◆ Provided text
Even Chernobyl did not do a Chernobyl

Wednesday, March 23rd, 2011

Michael Hanlon, science editor for the Daily Mail, says that what’s happened in Japan should be an endorsement of nuclear power:

Think about it: despite being faced with a Magnitude 9 Great Earthquake which knocked the whole island of Honshu several feet to the west, a 35ft tsunami and the complete breakdown of the infrastructure, a handful of rather ancient atomic reactors have remained largely intact and have released only tiny amounts of radiation.

There have been some dramatic explosions at the Fukushima Daiichi plant, but casualties have been light; maybe a dozen blast-injuries and a handful of cases of suspected radiation sickness. And remember: thousands were killed by the tsunami.

We could be looking at another Three Mile Island, and that would be terrible, right?

Well, not really. The accident at the eponymous nuclear plant in Pennsylvania took place on 29 March 1978. That day, a partial core meltdown in Reactor Core No 2 led to local then national panic. There was talk of a China Syndrome, the title of a schlock disaster movie released coincidentally that year which dealt with a reactor meltdown leading to a blob of molten nuclear fuel burning its way through the Earth to emerge on the other side (i.e, from the US to China).

In the end the meltdown was contained, and there was no breach of the reactor containment vessel and certainly no China Syndrome (which turns out to be a myth in any case).

As with Japan today, a small amount of radioactivity was released but this resulted in zero deaths and no measureable increase in illness. In fact, one epidemiological study concluded that the net effect of the world’s second-worst nuclear accident was to give everyone living within 15 miles of the plant a radiation dose equivalent to one chest x-ray.

What if Fukushima does a Chernobyl?

The thing is, even Chernobyl did not do a Chernobyl. This was, by far, the worst nuclear accident in history (a Category 7) and yet the most astonishing thing about Chernobyl is just how uncatastrophic even this mega-disaster turned out to be.

◆ Source material
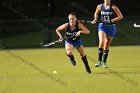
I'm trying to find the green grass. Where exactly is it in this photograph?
[0,46,140,93]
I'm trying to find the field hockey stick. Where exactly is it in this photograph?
[40,36,76,48]
[134,23,140,27]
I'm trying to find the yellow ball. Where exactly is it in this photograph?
[53,71,57,74]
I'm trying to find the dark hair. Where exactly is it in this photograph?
[69,12,77,17]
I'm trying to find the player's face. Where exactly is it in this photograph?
[69,15,77,25]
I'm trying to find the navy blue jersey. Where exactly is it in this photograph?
[100,4,114,25]
[66,22,80,41]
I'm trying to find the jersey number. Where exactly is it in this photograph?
[104,16,110,23]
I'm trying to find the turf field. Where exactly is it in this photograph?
[0,46,140,93]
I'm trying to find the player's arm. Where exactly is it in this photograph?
[92,4,102,24]
[76,23,90,36]
[111,5,123,22]
[56,23,68,40]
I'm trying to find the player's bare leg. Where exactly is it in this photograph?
[102,35,113,68]
[65,43,76,66]
[77,46,91,73]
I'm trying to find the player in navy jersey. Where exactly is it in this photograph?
[92,0,123,68]
[56,12,91,73]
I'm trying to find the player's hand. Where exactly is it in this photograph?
[59,36,64,43]
[75,31,81,37]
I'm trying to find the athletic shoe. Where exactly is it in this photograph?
[70,60,76,66]
[86,68,91,73]
[101,62,108,68]
[95,61,101,67]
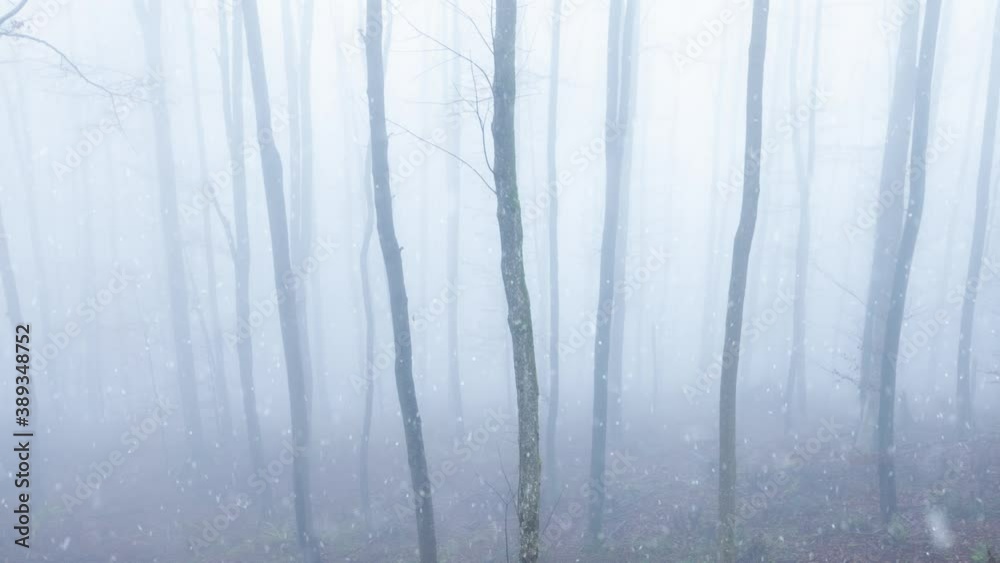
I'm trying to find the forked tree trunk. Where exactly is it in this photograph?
[719,0,770,563]
[785,0,823,432]
[243,0,320,563]
[185,5,233,445]
[955,1,1000,440]
[217,0,271,513]
[856,0,920,451]
[365,0,437,563]
[878,0,941,523]
[587,0,635,544]
[134,0,204,458]
[492,0,542,563]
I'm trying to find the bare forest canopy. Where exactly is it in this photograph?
[0,0,1000,563]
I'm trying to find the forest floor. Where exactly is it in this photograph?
[17,413,1000,563]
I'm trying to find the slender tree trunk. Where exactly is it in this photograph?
[785,0,823,432]
[0,204,24,326]
[719,0,770,563]
[365,0,437,563]
[243,0,320,563]
[587,0,635,544]
[545,0,562,491]
[608,0,639,448]
[492,0,542,563]
[134,0,204,458]
[358,0,392,530]
[445,3,466,440]
[878,0,941,523]
[857,0,920,451]
[955,0,1000,440]
[186,5,233,445]
[219,0,271,513]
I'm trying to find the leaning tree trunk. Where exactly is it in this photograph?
[587,0,636,544]
[719,0,770,563]
[955,1,1000,439]
[545,0,562,491]
[134,0,203,458]
[445,3,466,440]
[856,0,920,451]
[243,0,320,563]
[878,0,941,523]
[185,5,233,445]
[216,0,271,513]
[492,0,542,563]
[365,0,437,563]
[785,0,823,432]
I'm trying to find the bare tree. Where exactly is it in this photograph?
[587,0,636,543]
[857,0,920,451]
[878,0,941,523]
[243,0,320,563]
[492,0,542,563]
[365,0,437,563]
[785,0,823,431]
[955,1,1000,439]
[185,1,233,444]
[133,0,203,457]
[719,0,770,563]
[545,0,562,490]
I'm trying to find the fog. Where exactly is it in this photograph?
[0,0,1000,563]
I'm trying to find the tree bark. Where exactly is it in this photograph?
[719,0,770,563]
[134,0,204,458]
[545,0,562,491]
[243,0,320,563]
[587,0,635,544]
[955,1,1000,440]
[365,0,437,563]
[857,0,920,451]
[878,0,941,523]
[492,0,542,563]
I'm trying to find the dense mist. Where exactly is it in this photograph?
[0,0,1000,563]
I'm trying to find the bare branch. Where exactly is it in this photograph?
[386,119,497,195]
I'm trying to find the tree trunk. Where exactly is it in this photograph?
[243,0,319,563]
[608,0,639,442]
[219,0,271,513]
[719,0,770,563]
[492,0,542,563]
[365,0,437,563]
[186,4,233,445]
[445,3,466,440]
[955,1,1000,440]
[587,0,635,544]
[784,0,823,432]
[878,0,941,523]
[545,0,562,491]
[135,0,204,458]
[857,0,920,451]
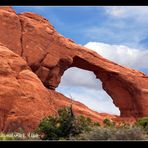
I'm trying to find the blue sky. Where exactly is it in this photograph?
[13,6,148,112]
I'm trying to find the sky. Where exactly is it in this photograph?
[13,6,148,115]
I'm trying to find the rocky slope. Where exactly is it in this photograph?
[0,7,148,132]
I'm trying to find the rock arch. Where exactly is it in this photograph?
[0,8,148,117]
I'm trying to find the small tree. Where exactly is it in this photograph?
[37,106,96,140]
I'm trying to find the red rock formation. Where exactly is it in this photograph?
[0,44,114,132]
[0,7,148,132]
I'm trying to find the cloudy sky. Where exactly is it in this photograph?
[13,6,148,115]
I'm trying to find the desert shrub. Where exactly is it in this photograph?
[36,107,98,140]
[103,118,115,127]
[73,127,145,140]
[135,118,148,134]
[136,118,148,128]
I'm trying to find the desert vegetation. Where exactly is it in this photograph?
[0,106,148,141]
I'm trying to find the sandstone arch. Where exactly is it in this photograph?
[0,8,148,117]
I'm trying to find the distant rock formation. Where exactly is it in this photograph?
[0,7,148,131]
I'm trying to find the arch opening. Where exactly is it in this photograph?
[56,67,120,116]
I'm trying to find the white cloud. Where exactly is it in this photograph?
[85,42,148,70]
[56,67,120,115]
[104,6,148,22]
[57,42,148,115]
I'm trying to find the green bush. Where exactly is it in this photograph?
[136,118,148,128]
[73,127,145,140]
[103,118,115,127]
[36,106,98,140]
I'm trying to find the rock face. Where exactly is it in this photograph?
[0,44,114,132]
[0,7,148,132]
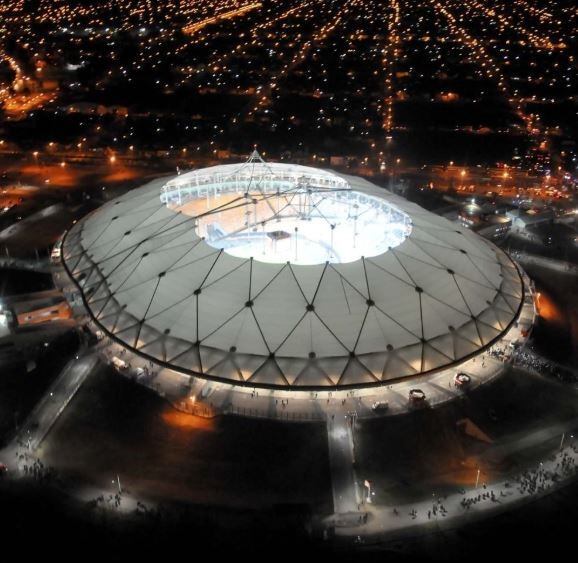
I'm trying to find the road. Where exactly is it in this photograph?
[8,351,98,452]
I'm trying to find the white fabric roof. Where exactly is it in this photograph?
[63,163,523,388]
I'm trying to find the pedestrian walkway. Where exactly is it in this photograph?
[336,439,578,541]
[327,413,360,514]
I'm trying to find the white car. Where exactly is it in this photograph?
[371,401,389,412]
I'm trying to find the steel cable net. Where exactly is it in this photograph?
[63,158,524,389]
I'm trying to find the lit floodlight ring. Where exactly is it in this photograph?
[161,166,411,265]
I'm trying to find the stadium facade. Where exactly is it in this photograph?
[59,154,527,406]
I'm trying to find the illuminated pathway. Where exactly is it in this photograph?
[183,2,263,35]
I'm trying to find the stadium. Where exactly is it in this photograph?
[53,153,531,418]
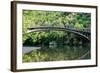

◆ What is required
Using the post on nuclear power after the Japan earthquake, answer these questions:
(a) How high was the tsunami, according to the post?
(b) According to the epidemiological study, what was the radiation dose for everyone living within 15 miles of the Three Mile Island plant equivalent to?
(c) What category is Chernobyl given?
The entries have nothing to do with this exercise.

◆ Response area
(a) 35ft
(b) One chest x-ray
(c) Category 7